Directions for this task: Put the part of the listing below that opens with the line containing "At your earliest convenience, could you mark the row" and closes with the line containing "xmin=132 ymin=203 xmax=211 ymax=282" into a JSON list of strings, one string per line, with blank lines left out. Include both of those lines and nothing outside them.

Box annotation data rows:
------------------------------------------------------------------------
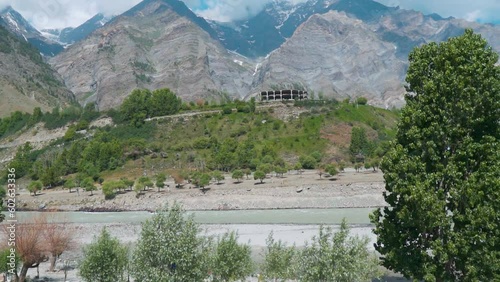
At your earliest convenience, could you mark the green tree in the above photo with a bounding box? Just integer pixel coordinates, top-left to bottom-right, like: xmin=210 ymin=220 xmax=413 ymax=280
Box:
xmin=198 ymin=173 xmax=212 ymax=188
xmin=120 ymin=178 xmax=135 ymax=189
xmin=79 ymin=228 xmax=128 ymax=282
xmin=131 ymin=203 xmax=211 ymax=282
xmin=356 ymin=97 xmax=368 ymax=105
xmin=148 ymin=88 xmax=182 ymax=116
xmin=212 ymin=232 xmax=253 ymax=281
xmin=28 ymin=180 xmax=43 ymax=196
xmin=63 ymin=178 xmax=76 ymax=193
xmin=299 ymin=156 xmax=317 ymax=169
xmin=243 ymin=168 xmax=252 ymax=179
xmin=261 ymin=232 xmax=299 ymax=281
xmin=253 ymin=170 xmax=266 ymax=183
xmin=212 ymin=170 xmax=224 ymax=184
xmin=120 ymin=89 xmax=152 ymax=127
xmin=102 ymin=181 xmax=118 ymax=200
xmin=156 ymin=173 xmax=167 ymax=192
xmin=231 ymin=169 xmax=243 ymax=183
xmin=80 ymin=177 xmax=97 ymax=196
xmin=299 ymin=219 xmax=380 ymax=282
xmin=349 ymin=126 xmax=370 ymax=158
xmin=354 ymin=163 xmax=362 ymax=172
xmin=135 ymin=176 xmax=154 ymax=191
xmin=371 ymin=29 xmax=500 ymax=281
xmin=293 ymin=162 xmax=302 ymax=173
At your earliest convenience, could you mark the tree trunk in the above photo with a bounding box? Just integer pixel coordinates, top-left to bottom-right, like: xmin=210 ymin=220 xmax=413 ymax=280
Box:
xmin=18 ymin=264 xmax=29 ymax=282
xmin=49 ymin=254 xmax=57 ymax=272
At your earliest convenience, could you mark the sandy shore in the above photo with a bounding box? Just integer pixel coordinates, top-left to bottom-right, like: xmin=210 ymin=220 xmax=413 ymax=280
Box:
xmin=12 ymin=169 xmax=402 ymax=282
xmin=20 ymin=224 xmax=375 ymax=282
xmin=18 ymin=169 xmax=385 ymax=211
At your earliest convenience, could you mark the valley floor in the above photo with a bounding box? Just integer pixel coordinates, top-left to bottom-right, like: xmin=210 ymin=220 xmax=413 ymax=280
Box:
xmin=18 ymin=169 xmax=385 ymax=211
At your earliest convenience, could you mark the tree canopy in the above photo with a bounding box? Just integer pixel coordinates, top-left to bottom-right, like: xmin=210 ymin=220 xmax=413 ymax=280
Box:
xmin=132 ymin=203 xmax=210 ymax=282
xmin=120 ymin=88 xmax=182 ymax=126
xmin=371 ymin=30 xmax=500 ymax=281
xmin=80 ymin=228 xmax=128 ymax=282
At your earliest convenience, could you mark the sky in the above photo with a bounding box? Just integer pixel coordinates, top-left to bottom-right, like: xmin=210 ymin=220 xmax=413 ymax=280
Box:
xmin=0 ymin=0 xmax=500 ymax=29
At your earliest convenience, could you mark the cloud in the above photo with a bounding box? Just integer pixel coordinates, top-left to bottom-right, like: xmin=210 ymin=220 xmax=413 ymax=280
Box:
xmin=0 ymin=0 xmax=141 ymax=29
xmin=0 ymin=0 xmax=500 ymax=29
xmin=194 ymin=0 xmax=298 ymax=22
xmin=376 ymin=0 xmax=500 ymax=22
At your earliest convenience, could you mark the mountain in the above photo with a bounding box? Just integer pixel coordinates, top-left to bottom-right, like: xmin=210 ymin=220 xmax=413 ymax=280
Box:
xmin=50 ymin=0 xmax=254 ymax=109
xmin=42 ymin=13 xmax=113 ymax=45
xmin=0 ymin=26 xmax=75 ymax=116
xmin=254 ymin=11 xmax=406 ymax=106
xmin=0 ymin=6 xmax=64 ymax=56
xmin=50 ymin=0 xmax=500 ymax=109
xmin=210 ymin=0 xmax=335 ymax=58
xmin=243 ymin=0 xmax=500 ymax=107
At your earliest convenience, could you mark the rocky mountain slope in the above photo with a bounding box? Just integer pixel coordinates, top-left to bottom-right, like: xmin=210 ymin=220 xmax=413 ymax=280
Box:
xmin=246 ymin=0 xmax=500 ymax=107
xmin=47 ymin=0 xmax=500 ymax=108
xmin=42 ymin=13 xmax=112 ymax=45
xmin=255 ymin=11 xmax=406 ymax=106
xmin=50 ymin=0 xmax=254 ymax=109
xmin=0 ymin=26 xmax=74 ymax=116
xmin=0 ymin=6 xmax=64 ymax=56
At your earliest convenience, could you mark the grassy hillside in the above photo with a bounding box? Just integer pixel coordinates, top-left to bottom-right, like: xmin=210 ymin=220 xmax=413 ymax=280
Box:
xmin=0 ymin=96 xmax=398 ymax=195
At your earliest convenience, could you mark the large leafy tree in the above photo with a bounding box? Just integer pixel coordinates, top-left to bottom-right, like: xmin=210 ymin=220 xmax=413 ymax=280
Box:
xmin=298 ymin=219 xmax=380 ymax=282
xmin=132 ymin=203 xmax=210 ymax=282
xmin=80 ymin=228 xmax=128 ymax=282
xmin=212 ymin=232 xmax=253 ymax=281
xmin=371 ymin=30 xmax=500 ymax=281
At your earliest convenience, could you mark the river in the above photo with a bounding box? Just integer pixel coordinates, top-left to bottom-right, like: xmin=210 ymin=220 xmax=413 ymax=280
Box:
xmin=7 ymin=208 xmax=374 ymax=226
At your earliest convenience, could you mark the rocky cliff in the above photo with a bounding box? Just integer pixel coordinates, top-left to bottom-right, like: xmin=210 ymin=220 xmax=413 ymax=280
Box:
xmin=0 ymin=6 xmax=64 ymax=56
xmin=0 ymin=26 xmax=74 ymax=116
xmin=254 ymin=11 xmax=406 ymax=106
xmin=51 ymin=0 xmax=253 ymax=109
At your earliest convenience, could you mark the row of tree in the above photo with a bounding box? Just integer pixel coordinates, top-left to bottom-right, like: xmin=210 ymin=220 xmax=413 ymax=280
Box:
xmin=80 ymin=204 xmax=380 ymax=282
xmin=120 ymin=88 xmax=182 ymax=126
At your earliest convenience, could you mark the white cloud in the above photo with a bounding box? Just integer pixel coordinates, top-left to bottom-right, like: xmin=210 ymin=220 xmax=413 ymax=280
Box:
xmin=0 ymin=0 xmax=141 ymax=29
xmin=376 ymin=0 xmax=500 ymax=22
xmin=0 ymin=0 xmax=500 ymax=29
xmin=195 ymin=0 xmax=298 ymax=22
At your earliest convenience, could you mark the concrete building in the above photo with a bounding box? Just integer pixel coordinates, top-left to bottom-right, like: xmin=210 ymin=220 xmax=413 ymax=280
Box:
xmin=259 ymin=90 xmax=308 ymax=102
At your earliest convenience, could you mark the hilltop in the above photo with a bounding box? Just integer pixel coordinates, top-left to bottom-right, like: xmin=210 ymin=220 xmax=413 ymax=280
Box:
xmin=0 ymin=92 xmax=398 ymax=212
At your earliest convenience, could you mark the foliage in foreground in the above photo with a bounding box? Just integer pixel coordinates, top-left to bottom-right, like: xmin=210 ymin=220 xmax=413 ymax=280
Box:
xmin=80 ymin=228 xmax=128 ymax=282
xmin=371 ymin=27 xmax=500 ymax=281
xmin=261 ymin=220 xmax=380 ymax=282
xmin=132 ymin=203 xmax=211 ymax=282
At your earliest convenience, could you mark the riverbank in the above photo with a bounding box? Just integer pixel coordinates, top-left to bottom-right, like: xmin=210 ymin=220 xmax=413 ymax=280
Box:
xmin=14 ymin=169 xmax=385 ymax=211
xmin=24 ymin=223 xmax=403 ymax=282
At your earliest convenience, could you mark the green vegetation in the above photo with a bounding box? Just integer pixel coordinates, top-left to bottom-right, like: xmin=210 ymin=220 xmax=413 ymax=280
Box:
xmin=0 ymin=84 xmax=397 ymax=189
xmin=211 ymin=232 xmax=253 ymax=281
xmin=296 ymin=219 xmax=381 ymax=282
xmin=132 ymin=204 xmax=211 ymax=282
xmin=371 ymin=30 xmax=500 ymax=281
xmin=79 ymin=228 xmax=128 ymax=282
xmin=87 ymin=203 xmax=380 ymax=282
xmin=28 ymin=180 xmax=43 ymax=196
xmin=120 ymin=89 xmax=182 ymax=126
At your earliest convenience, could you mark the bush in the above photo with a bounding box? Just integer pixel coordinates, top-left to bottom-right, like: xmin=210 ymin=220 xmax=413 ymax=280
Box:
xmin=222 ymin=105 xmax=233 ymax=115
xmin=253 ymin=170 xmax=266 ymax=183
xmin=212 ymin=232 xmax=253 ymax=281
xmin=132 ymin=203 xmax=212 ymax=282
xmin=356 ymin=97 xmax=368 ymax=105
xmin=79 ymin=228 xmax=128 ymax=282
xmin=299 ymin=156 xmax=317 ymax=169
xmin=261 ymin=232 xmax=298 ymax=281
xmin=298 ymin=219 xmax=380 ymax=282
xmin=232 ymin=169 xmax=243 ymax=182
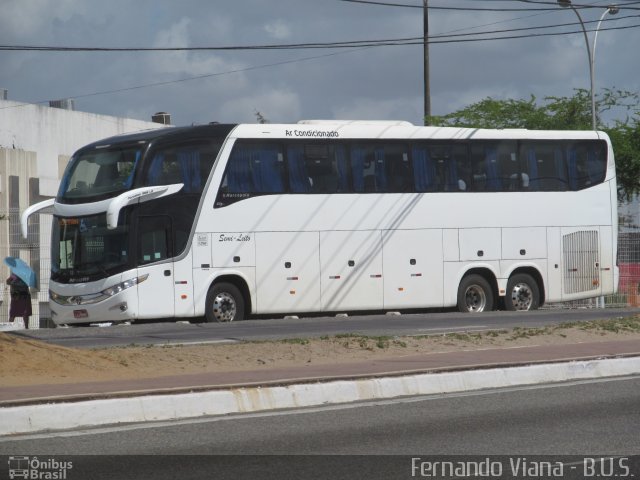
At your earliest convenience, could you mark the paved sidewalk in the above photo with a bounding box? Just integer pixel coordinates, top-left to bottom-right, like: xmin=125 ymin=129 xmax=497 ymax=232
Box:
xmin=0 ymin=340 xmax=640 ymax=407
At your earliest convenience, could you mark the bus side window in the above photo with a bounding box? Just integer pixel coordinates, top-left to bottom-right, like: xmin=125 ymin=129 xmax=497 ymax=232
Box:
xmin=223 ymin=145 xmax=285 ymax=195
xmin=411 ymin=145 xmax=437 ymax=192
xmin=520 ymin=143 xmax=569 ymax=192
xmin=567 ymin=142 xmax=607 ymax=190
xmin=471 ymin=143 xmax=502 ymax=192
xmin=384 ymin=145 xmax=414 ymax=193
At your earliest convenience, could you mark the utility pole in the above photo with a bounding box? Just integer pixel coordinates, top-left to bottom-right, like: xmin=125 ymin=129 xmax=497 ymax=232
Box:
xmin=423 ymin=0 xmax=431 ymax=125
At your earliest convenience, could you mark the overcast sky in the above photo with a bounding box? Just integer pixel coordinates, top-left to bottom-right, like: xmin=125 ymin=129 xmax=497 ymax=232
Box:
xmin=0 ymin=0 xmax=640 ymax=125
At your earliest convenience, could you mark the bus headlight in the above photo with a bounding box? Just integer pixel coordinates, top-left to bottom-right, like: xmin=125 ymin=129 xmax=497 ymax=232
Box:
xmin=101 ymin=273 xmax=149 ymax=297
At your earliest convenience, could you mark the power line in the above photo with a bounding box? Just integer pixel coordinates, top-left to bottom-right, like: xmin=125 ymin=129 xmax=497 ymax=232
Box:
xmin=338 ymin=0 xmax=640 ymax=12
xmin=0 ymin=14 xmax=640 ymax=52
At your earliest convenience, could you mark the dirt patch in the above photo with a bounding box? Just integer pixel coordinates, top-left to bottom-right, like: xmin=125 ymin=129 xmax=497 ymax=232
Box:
------------------------------------------------------------------------
The output:
[
  "At your earliest convenience, could you mark the row of tree in the above photo with a bounding box? Just integer pixel coordinates, top-left to bottom-right, like: xmin=210 ymin=220 xmax=413 ymax=280",
  "Box:",
  "xmin=80 ymin=204 xmax=380 ymax=282",
  "xmin=120 ymin=88 xmax=182 ymax=126",
  "At your earliest convenience, could you mark the white cloud in the above photo with a bounding box? Just integer pixel coordinates, top-left to bottom-right, like: xmin=210 ymin=220 xmax=413 ymax=280",
  "Box:",
  "xmin=0 ymin=0 xmax=141 ymax=29",
  "xmin=376 ymin=0 xmax=500 ymax=22",
  "xmin=0 ymin=0 xmax=500 ymax=29",
  "xmin=195 ymin=0 xmax=298 ymax=22",
  "At your earliest convenience, could you mark the concrete building in the above photo with a bounding box? Just integer pixel coordinates, top-left to bottom-right, like: xmin=210 ymin=220 xmax=413 ymax=280",
  "Box:",
  "xmin=259 ymin=90 xmax=308 ymax=102",
  "At your earliest convenience, could you mark the hilltop in the above photo with a bounding box? Just integer pixel coordinates, top-left to bottom-right, like: xmin=210 ymin=220 xmax=413 ymax=280",
  "Box:",
  "xmin=0 ymin=92 xmax=398 ymax=212",
  "At your earliest convenience, could you mark the foliage in foreground in the above photo with a bounding box? Just integer pixel coordinates, top-left to bottom-right, like: xmin=210 ymin=220 xmax=413 ymax=280",
  "Box:",
  "xmin=80 ymin=228 xmax=128 ymax=282",
  "xmin=371 ymin=27 xmax=500 ymax=281",
  "xmin=261 ymin=220 xmax=380 ymax=282",
  "xmin=132 ymin=203 xmax=211 ymax=282"
]